### Stated goal
Rewrite the records with "woman's face" replaced by "woman's head" and everything else left as it is. Leave the pictures out of your answer.

(Data drawn from a collection)
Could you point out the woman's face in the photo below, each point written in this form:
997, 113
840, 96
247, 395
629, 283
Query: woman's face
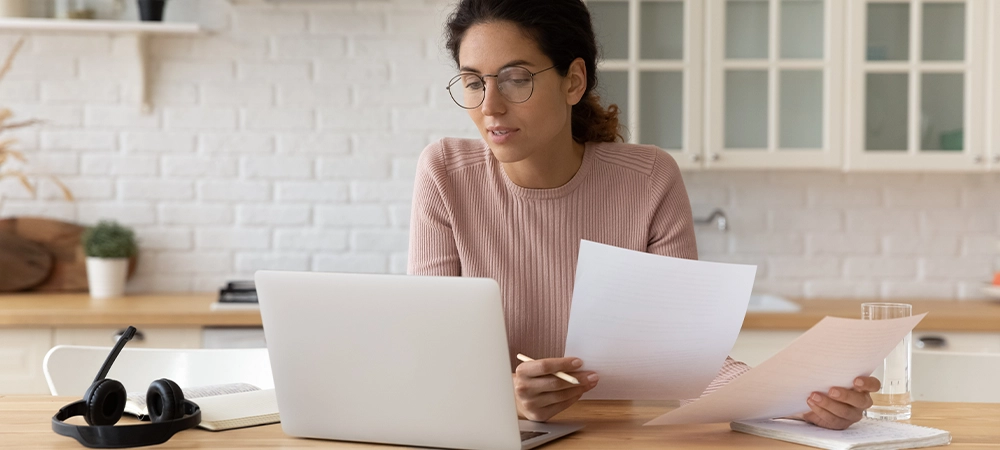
518, 131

### Answer to this problem
Could you point out the woman's head in the photo below, each point written in this form:
997, 113
840, 96
247, 395
629, 283
Query: woman's head
518, 131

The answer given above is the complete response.